Stored data:

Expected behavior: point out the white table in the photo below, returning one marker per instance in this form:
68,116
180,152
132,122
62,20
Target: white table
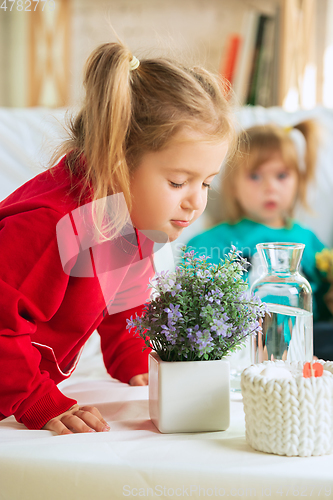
135,460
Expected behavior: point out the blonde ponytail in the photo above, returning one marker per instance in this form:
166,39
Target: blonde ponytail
131,109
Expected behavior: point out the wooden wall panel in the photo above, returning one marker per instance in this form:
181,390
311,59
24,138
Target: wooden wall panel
49,55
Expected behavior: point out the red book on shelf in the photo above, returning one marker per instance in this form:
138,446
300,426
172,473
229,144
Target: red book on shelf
229,59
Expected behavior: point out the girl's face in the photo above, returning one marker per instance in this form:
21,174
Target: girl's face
169,187
267,194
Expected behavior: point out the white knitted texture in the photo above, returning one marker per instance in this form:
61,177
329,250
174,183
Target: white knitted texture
291,417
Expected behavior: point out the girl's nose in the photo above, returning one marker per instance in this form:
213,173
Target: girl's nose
270,184
194,201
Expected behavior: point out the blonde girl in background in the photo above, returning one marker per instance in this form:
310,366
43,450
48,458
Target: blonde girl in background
151,133
261,186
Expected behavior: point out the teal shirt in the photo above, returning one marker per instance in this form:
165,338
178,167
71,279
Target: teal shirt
246,234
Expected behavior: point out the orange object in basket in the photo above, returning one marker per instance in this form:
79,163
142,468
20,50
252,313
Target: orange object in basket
312,370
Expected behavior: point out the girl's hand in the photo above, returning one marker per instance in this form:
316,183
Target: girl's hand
78,419
141,379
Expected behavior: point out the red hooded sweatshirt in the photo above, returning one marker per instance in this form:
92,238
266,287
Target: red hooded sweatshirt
55,291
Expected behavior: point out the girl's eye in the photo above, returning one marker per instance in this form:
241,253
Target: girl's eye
174,184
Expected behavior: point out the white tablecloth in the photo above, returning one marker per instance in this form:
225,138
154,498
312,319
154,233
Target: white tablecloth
135,460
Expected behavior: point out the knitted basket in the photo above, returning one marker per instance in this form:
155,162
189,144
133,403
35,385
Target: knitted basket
291,417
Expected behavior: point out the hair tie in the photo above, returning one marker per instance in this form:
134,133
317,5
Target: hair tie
300,145
134,63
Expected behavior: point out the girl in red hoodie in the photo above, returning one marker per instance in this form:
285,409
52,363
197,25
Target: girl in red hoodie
76,241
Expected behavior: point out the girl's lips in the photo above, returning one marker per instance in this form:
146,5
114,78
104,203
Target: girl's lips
270,205
181,223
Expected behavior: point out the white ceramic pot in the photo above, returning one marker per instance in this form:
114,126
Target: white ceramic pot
189,396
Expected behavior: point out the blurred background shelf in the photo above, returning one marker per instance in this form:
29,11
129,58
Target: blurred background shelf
274,52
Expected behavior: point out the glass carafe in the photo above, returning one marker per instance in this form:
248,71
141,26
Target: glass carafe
287,333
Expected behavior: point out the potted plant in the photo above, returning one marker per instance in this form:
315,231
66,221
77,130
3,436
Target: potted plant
197,315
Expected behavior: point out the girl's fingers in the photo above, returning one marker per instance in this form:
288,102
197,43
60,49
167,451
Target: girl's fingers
76,424
78,419
57,426
92,421
95,412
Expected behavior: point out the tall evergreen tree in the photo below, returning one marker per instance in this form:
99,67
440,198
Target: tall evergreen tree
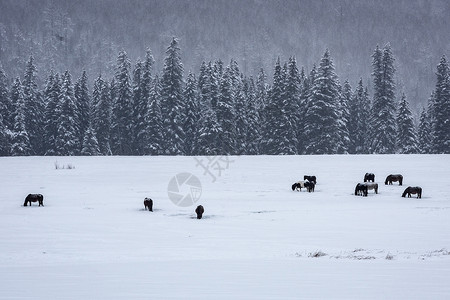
441,109
424,136
406,131
383,124
20,145
191,122
34,108
52,93
83,106
172,106
67,132
155,143
226,116
322,125
121,126
101,115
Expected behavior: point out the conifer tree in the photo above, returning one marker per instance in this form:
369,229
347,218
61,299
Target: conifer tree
406,131
424,136
101,115
20,144
52,113
83,106
322,126
34,108
441,109
67,132
229,121
172,106
155,143
192,119
383,124
121,120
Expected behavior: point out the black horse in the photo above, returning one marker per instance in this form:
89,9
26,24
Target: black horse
310,178
369,177
309,185
413,190
148,203
361,190
34,198
199,211
394,178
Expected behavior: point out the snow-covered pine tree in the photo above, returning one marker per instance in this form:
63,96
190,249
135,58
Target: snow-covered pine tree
83,106
406,131
6,106
344,117
383,125
155,143
253,128
101,115
228,118
192,119
142,104
52,112
67,132
137,102
20,144
90,143
424,136
121,120
172,106
34,108
322,122
441,109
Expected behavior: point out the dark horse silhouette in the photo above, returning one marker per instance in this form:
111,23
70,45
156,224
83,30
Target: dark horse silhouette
148,203
310,178
369,177
394,178
413,190
34,198
199,211
309,185
361,190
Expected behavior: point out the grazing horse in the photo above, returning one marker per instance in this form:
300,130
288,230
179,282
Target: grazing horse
361,189
298,186
372,186
393,178
148,203
199,211
310,178
309,185
369,177
413,190
34,198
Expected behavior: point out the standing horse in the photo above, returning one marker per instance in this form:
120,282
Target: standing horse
394,178
309,185
199,211
298,186
310,178
148,203
369,177
372,186
34,198
361,189
413,190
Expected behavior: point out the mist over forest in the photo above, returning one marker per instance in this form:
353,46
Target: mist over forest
88,35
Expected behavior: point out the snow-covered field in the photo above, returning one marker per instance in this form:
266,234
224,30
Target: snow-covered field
258,239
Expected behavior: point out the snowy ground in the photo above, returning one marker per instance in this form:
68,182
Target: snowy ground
258,239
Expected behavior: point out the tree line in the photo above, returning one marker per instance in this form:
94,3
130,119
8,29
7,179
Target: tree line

Exercise: In the copy, every entry must appear exactly as written, and no picture may appear.

Output of the task:
Expected behavior: point out the white table in the photo below, returning one marker per instance in this form:
68,116
180,152
132,122
62,20
Target: white table
135,460
Expected behavior: point out the blonde ponytail in the photo above, returning one marker per instance in this form:
166,39
Target: blonde ponytail
131,109
Expected behavior: point out the wooden wall panel in the photo above, returning one marker per instance in this form:
181,390
311,59
24,138
Target: wooden wall panel
49,55
Expected behavior: point out the red book on shelf in the photo above, returning one marker per instance in this form:
138,446
300,426
172,473
229,144
Target: red book on shelf
229,59
Expected behavior: point out the girl's face in the photo above, returning one marker per instance in this form:
21,174
Target: girl's face
169,187
267,194
Expected behavior: point out the white knitted texture in the photo above, returning one marker per instance in this form:
61,177
329,250
174,183
Target: white knitted texture
291,417
Expected behavior: point out the girl's nose in the photo above, returning one marker per instance in this form:
213,173
Target: girl's nose
270,184
194,201
Expected behavior: point out the blonde girl in background in the photo above, returning one marker per instance in this form:
310,366
43,450
48,458
Target: blonde girl in background
151,133
261,186
Expected behavior: point out the teal shirt in the photo above, returning one marker per instance in this form:
165,338
178,167
71,279
Target: teal shirt
246,234
Expected behavior: point out the orange object in basket in the photo above, returning one marker per instance in this form:
79,163
142,468
20,50
252,313
Target: orange object in basket
312,370
Expected behavior: point out the girl's hand in the photo above, returning one marker per instance in this form:
316,183
Target: girl's hand
78,419
141,379
Expected behavior: point out the red hooded sweatshirt in the photo above, returning one marker per instance in this form:
92,238
266,287
Target: red hooded sweatshirt
55,291
Expected behavior: point out the girl's eye in the photo above, returning one marker per instance in this form:
241,253
Target: girl's eye
174,184
Expected behavior: point out the white tablecloth in the photo above, returning one marker per instance in this form:
225,138
154,498
312,319
154,233
Target: white tablecloth
135,460
Expected behavior: point out the knitted basket in the photo above, returning one marker per instance in this form:
155,162
189,144
133,403
35,385
Target: knitted basket
291,417
Expected behavior: point out the hair tie in the photo above, returning one marker per instance in this form:
134,133
317,5
Target: hair tie
300,145
134,63
Expected behavior: point out the girl in red hoodie in the photo above, returning one marker per instance in this form:
285,409
52,363
197,25
Target: girl in red hoodie
76,241
Expected behavior: point out the girl's lips in the photo above, returning one marker per instance in this form:
146,5
114,78
104,203
Target: girl's lips
270,205
181,223
Expected behavior: point out the white ceramic pot in the photo above, returning one marker per instance in this form:
114,126
Target: white ceramic pot
189,396
Expected behavior: point out the blurred background shelf in the photo above, returning one marker per instance in this form:
29,11
129,58
Target: blurred background shelf
274,52
Expected behavior: point out the glass carafe in the photo above, returning one marker per instance in this form:
248,71
141,26
Target: glass carafe
287,333
Expected behavior: point out the potted plant in the photo above, returning one marker per instance in this form:
315,231
66,221
77,130
3,436
Target: potted plant
197,315
Expected behavior: point out the girl's fingers in the photo above, returning one marker per instance in this form:
288,102
197,43
60,49
167,451
Target: girl's fingers
76,424
78,419
57,426
92,421
95,412
Expected behavior: point out the tall evergreen tree in the photo below, returning one marker per instance in this form:
99,67
440,198
Target: tall evergreen tree
441,109
424,136
406,131
383,124
20,145
191,122
34,108
52,93
83,106
172,106
67,132
155,143
226,116
322,125
121,126
101,115
Expected behavior: point out the conifer tree in the photo above, returning one marker per instance in this form:
369,229
347,218
61,299
Target: conifer tree
406,131
424,136
101,115
20,144
52,113
83,106
322,126
34,108
441,109
67,132
229,121
172,106
155,143
192,119
383,124
121,120
Expected behavior: point out the black horse in the photo above, returning one marker per instance in this form:
89,9
26,24
Target: black horse
310,178
369,177
309,185
413,190
148,203
361,190
34,198
199,211
394,178
Expected behavior: point out the snow-covered pine tree in the photo above, returning one marker per instance in this form:
63,96
190,249
135,58
Target: snow-covered pine tree
83,106
406,131
6,106
344,117
383,125
155,143
253,128
101,115
228,118
192,119
142,104
52,112
67,132
137,102
20,144
90,143
424,136
121,120
172,106
34,108
322,122
441,109
Expected behavior: point out the dark horse silhouette in the photo above, returning one marker per instance in this form:
111,23
70,45
156,224
83,30
Target: dark horse silhouette
148,203
310,178
369,177
394,178
413,190
34,198
199,211
309,185
361,190
Expected behavior: point out the grazing horse in the photo above, returning one marker per instance in this form:
300,130
288,230
179,282
Target: grazing horse
361,189
298,186
372,186
393,178
148,203
199,211
310,178
309,185
369,177
413,190
34,198
Expected behavior: point out the standing horse in the photo above, returning one marker per instance in this form:
120,282
Target: standing horse
394,178
309,185
199,211
298,186
310,178
148,203
369,177
372,186
34,198
361,189
413,190
Expected behavior: point out the mist over forest in the photo above, returning one marker per instance in this form:
353,46
Target: mist over forest
88,35
Expected behavior: point out the snow-covered field in the photo above, returning one marker per instance in this form:
266,234
224,30
Target: snow-covered field
258,239
Expected behavior: point out the snowy ground in the photo above, returning one marker per instance in this form:
68,182
Target: snowy ground
258,239
Expected behavior: point out the tree line in the photo above, returning one marker per instance in this form:
94,3
130,119
8,29
7,179
Target: tree line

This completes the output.